Dataset records:
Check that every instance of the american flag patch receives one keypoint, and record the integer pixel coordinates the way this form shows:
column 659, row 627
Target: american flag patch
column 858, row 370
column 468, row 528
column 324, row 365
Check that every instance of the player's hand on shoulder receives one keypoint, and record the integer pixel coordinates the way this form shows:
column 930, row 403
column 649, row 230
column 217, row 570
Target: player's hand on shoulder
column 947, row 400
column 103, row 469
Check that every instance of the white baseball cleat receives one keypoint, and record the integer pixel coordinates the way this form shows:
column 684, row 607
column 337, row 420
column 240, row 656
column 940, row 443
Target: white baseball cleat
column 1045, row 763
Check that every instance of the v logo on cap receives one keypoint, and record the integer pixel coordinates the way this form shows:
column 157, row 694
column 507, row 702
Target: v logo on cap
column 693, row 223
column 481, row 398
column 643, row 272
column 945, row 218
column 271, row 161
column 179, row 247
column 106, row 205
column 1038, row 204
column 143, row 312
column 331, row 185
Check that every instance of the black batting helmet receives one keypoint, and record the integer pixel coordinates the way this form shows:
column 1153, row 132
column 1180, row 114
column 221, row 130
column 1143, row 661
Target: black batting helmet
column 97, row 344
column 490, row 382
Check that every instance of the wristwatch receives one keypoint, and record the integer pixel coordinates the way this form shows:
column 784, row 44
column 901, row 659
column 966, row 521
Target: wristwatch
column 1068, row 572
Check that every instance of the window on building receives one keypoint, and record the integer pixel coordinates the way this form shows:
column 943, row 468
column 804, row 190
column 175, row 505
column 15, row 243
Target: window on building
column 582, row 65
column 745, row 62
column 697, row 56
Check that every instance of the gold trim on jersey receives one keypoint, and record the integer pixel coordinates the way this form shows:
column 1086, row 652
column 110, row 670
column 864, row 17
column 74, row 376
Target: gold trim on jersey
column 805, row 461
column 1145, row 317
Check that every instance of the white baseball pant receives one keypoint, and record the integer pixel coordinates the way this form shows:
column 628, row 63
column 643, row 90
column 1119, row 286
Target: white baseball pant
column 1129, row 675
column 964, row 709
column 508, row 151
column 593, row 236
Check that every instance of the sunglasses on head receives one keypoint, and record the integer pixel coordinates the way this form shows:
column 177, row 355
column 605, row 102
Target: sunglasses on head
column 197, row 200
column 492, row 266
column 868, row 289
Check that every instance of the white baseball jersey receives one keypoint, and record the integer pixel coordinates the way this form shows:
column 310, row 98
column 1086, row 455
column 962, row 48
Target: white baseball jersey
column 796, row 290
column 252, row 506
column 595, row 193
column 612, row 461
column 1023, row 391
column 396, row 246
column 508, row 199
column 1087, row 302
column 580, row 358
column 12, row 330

Aim:
Give all the rows above as a JSON list of strings, with one string for each line and no blank lines.

Solution to the problem:
[
  "Check that every instance of the american flag patch receives one keypoint, and record the integer pixel coordinates the way this form shows:",
  "column 659, row 627",
  "Target: american flag patch",
  "column 858, row 370",
  "column 468, row 528",
  "column 324, row 365",
  "Check that every instance of the player's hand on shoulder receives one keypoint, and record the integer pixel coordinates the way this form shows:",
  "column 930, row 403",
  "column 649, row 230",
  "column 217, row 570",
  "Target: player's hand on shoulder",
  "column 947, row 400",
  "column 103, row 469",
  "Check that every instance of the white baseball cleat receives one keypoint, and record the integer pixel coordinates the way this form shows:",
  "column 684, row 607",
  "column 337, row 420",
  "column 240, row 656",
  "column 940, row 443",
  "Target: white baseball cleat",
  "column 1045, row 763",
  "Check that every instance of the v logo on cap receives one keypoint, and record the integer pixel coordinates the way this form shows:",
  "column 157, row 694",
  "column 507, row 702",
  "Target: v logo on cap",
  "column 693, row 223",
  "column 481, row 398",
  "column 643, row 272",
  "column 945, row 218",
  "column 271, row 161",
  "column 179, row 247",
  "column 106, row 205",
  "column 1038, row 204",
  "column 143, row 312",
  "column 331, row 185",
  "Check that every instance of the black batting helmet receives one keypoint, and record the integer pixel coordinates the way this form shows:",
  "column 1153, row 132",
  "column 1180, row 114",
  "column 221, row 130",
  "column 1143, row 661",
  "Target: black batting helmet",
  "column 97, row 344",
  "column 490, row 382",
  "Check that every instance of the wristwatch receives one keypoint, and record the integer pixel coordinates the way this form shows:",
  "column 784, row 44",
  "column 901, row 659",
  "column 966, row 521",
  "Target: wristwatch",
  "column 1068, row 572",
  "Check that every instance of the window on building receives one keypoint, and record the integer pixel coordinates the way this form shows:",
  "column 943, row 468",
  "column 804, row 190",
  "column 175, row 505",
  "column 15, row 243",
  "Target: window on building",
  "column 582, row 65",
  "column 745, row 62",
  "column 697, row 56",
  "Check that every instance of the gold trim on jersey receives one keypoint, and record the integer pixel coordinates the way this form shows:",
  "column 1086, row 652",
  "column 110, row 670",
  "column 864, row 17",
  "column 74, row 376",
  "Target: gold trim on jersey",
  "column 805, row 461",
  "column 1145, row 317",
  "Check that every instance of the white baseball pant receives one keypoint, and record the integer pixel coordinates the way this form shows:",
  "column 628, row 63",
  "column 643, row 90",
  "column 1119, row 286",
  "Target: white baseball pant",
  "column 1129, row 675",
  "column 964, row 709",
  "column 508, row 151",
  "column 593, row 236",
  "Check that every instance of the sunglasses on head receives one keypoint, and record the integer pixel coordinates the way this form shows:",
  "column 177, row 355",
  "column 605, row 102",
  "Target: sunglasses on head",
  "column 197, row 200",
  "column 492, row 266",
  "column 868, row 289",
  "Check that every instance of the white baseball jersey receives one keypoint, and record the integer pixel coordinates the way this form shows:",
  "column 310, row 98",
  "column 1086, row 455",
  "column 962, row 48",
  "Target: white baseball jersey",
  "column 796, row 290",
  "column 252, row 506",
  "column 595, row 193",
  "column 612, row 461",
  "column 1023, row 391",
  "column 396, row 246",
  "column 508, row 199",
  "column 1087, row 302",
  "column 580, row 358",
  "column 12, row 330"
]